| The input |
........

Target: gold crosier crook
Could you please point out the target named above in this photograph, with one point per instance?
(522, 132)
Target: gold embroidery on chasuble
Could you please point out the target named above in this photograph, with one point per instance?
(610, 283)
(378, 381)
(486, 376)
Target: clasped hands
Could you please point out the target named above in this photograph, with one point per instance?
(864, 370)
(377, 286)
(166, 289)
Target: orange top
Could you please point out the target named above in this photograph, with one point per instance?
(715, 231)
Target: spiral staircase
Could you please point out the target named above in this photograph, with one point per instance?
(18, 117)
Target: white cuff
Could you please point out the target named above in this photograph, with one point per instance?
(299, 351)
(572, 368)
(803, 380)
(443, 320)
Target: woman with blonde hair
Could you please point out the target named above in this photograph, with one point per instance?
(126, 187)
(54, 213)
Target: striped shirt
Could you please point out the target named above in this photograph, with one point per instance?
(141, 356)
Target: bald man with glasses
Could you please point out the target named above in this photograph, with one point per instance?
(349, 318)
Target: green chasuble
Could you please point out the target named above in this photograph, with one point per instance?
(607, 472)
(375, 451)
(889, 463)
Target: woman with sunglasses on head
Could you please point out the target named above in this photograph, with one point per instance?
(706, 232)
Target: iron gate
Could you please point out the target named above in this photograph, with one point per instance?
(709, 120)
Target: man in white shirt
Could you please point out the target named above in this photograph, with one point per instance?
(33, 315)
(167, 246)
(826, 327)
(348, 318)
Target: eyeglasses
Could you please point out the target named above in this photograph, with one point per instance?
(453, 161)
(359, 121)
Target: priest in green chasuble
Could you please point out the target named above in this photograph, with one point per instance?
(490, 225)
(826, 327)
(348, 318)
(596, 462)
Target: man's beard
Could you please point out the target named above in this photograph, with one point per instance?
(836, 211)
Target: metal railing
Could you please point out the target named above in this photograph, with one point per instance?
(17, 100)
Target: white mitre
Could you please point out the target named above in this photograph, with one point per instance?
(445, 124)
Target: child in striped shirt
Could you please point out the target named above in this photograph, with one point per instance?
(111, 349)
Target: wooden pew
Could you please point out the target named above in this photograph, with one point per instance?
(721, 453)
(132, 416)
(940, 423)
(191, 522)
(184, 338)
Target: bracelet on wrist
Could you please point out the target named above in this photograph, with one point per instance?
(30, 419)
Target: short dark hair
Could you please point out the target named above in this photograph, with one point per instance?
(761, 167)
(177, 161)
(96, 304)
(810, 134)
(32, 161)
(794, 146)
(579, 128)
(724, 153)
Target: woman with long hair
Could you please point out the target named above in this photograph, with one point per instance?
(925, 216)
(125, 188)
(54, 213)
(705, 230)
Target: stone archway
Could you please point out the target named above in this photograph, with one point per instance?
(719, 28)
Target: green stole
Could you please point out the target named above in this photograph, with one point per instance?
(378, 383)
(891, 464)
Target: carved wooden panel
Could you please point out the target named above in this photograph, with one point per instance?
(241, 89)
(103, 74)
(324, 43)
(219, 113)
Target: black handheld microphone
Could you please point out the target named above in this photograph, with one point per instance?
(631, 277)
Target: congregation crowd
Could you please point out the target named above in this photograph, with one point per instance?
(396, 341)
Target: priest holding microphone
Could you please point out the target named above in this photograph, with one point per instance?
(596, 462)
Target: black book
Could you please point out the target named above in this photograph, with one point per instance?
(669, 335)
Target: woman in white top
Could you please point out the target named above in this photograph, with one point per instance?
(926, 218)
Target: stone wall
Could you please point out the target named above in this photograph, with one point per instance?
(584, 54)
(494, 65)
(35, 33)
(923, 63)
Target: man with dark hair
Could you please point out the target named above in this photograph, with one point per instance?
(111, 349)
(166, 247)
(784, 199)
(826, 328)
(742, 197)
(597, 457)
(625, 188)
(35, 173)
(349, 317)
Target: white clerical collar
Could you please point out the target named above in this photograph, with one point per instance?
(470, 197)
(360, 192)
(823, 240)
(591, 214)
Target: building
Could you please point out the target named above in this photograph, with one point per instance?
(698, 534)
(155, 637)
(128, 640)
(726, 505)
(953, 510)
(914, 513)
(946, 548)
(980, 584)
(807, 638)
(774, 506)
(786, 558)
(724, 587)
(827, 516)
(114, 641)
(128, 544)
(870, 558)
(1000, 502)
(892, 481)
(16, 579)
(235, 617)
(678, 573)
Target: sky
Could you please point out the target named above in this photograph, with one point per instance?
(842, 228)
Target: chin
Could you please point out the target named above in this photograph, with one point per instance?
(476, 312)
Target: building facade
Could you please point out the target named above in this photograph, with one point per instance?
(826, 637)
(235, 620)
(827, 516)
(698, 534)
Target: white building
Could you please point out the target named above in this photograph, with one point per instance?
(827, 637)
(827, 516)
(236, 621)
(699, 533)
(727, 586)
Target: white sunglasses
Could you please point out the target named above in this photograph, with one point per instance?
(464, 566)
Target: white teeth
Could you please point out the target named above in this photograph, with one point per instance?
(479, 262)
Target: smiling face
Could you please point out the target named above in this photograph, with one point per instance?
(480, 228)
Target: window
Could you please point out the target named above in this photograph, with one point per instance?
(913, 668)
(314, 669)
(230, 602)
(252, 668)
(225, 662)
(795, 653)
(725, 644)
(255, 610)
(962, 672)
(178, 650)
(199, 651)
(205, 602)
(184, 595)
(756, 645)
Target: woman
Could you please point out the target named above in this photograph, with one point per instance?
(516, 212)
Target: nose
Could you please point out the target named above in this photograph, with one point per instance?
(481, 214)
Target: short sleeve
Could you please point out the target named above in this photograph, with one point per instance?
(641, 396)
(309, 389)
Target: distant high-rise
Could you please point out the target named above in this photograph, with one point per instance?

........

Reproduce the records in full, exactly as written.

| Output of the task |
Target: gold crosier crook
Could you please point out the target named above in this photograph, with one point per instance?
(522, 132)
Target: gold embroidery on chasuble
Could you please point out the target named above in this photograph, with one point per instance?
(610, 283)
(378, 381)
(486, 376)
Target: clasped hands
Could you please point out the target named above in this photograph, with one point per instance?
(864, 370)
(377, 286)
(166, 289)
Target: orange top
Could you please point out the target named above in this photograph, with one point per instance?
(715, 231)
Target: spiral staircase
Could you please point out the target named above in this photograph, with one point per instance?
(18, 117)
Target: white cuff
Could you please point out the target named above in this photograph, with one point per instance?
(299, 351)
(572, 368)
(803, 380)
(443, 320)
Target: woman with blonde hair
Could you please point out the target named above in this photograph, with one point per instance?
(126, 187)
(54, 213)
Target: striped shirt
Could you please point out the target named above in this photograph, with one point per instance?
(141, 356)
Target: bald man with glasses
Could you please point out the target named above in this photograph, with one point per instance?
(349, 318)
Target: green chasuble
Could you please point out the target named above in this photograph, with one point per instance?
(607, 472)
(375, 451)
(889, 463)
Target: woman with sunglasses on head
Could you please point out the target named above in this photograph, with one point per instance?
(706, 232)
Target: iron gate
Could you please point out the target named above in this photograph, with one point per instance?
(709, 120)
Target: man in white shirt
Could you please point out the target named above in this photograph, with one point per instance?
(33, 315)
(167, 246)
(826, 327)
(348, 318)
Target: eyeglasses
Could you please point out the target named above in this photograph, with one point per instance?
(453, 161)
(359, 121)
Target: priest in green chasuble
Could you please point out the target named above in this photograph, with one point per instance?
(490, 225)
(826, 327)
(348, 318)
(596, 462)
Target: man's beard
Could you please point out the target named above in this photograph, with one point per instance?
(836, 211)
Target: metal railing
Could you please point out the target named above in this photograph, with one point per instance?
(17, 100)
Target: white mitre
Could you please point out the target named above in this photograph, with one point per instance?
(445, 124)
Target: child in striped shirt
Could you please point out the target named above in this photograph, with one point per instance?
(111, 349)
Target: wooden pew
Could you please point out the target named above in this photograph, with one point per instance?
(721, 453)
(132, 416)
(940, 423)
(191, 522)
(184, 338)
Target: bracelet on wrist
Could you please point out the target named above in this photograph, with one point per instance?
(30, 419)
Target: short dark hair
Could you please point out the target named above in this photograph, with one point per instance?
(761, 167)
(177, 161)
(96, 304)
(810, 134)
(32, 161)
(794, 146)
(579, 128)
(724, 153)
Target: woman with long hair
Could you please point out the target named above in this photograph, with one point per instance?
(925, 216)
(125, 188)
(54, 213)
(705, 230)
Target: stone archway
Could you please point out the target named above in this photograph, with one point per instance?
(719, 28)
Target: green stole
Could you please point out the target named above in this photograph, with one point per instance?
(378, 383)
(891, 464)
Target: carved wooden panel
Could you please point out the target named above in this photograph, with one point per instance?
(241, 89)
(103, 74)
(324, 43)
(219, 113)
Target: black handheld microphone
Could you please point out the target named above in this photograph, with one point per instance?
(631, 277)
Target: congregation crowd
Could you please point out the target named above in this photograph, with one point per instance?
(396, 341)
Target: priest holding microphone
Could you please point out the target named above in this photograph, with one point per instance?
(596, 462)
Target: black book
Could you please point out the target named above in this photograph, with one point per instance?
(669, 335)
Target: woman in white top
Could you please point out the target named above in this photograph, with one point per instance?
(926, 218)
Target: stone wall
Could you please point out the target named above in this photograph, with one point per instance?
(584, 54)
(494, 65)
(35, 33)
(923, 63)
Target: man with dark hair
Could you please point out the target named above in this photograph, with one point per instance?
(111, 349)
(166, 247)
(784, 199)
(826, 328)
(742, 197)
(597, 457)
(625, 188)
(35, 173)
(349, 317)
Target: white clerical collar
Could you please point out the target named above in this photograph, with one point per instance?
(470, 197)
(360, 192)
(823, 240)
(591, 214)
Target: building
Could you please point out the target named above in this photograph, with one point per instance?
(698, 534)
(155, 637)
(128, 640)
(726, 505)
(953, 510)
(914, 513)
(946, 548)
(980, 584)
(807, 638)
(774, 506)
(786, 558)
(724, 587)
(827, 516)
(114, 641)
(128, 544)
(870, 558)
(1000, 502)
(892, 481)
(16, 579)
(235, 617)
(678, 573)
Target: sky
Could you please point out the target named above in this photograph, with one point per instance?
(842, 228)
Target: chin
Could you please point out the target named above in this photograph, with one point per instance?
(476, 312)
Target: building facade
Could you please point out the target named above in this photograph, with one point per instance?
(826, 637)
(235, 620)
(827, 516)
(698, 534)
Target: white building
Could you please point out the target named above in this photograph, with one point per instance?
(827, 637)
(827, 516)
(236, 621)
(699, 533)
(727, 586)
Target: white sunglasses
Could you please point out the target named above in this photograph, with one point per instance?
(464, 566)
Target: white teeth
Could you please point out the target named above in this photograph, with one point per instance?
(479, 262)
Target: smiling face
Could you please point out the target named above in this photograph, with one point per instance?
(480, 228)
Target: window
Could you please point out the target named above in this photograph, with one point per instance?
(913, 668)
(314, 669)
(230, 602)
(252, 668)
(225, 662)
(795, 653)
(725, 644)
(255, 610)
(962, 672)
(178, 650)
(199, 651)
(205, 602)
(184, 595)
(756, 645)
Target: woman
Could you please point out the target named above in this photograph, with one point per instance?
(516, 212)
Target: nose
Could you please point out the target named above in this photograph, with one point per instance?
(481, 214)
Target: short sleeve
Could you please point out the target named above in this photograph, with one point per instance?
(641, 396)
(309, 389)
Target: distant high-rise
Could you please point out the target named above in this photograph, with one point per instance?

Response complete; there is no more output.